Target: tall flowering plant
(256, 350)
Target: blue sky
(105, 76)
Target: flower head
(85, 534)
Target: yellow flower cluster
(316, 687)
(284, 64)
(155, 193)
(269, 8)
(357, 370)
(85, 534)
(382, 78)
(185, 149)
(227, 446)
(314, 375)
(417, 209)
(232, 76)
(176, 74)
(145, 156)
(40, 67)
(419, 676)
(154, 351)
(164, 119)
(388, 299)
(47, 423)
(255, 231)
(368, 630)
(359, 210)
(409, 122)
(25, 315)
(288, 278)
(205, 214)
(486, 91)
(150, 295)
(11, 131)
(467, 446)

= = = = = = =

GIVEN REQUEST: Rewrite the records, changing "blue sky" to "open sky" and leaving everything else as it is.

FINISHED ANSWER:
Target: tall flowering plant
(256, 350)
Target: open sky
(105, 76)
Target: flower head
(85, 534)
Target: yellow flower cluster
(316, 687)
(284, 64)
(155, 193)
(269, 8)
(357, 370)
(85, 534)
(382, 78)
(185, 149)
(227, 446)
(314, 375)
(417, 209)
(232, 76)
(176, 74)
(145, 156)
(40, 67)
(419, 676)
(154, 351)
(164, 119)
(388, 299)
(47, 423)
(255, 231)
(368, 630)
(359, 210)
(409, 122)
(25, 315)
(288, 278)
(205, 214)
(486, 91)
(150, 295)
(11, 131)
(467, 446)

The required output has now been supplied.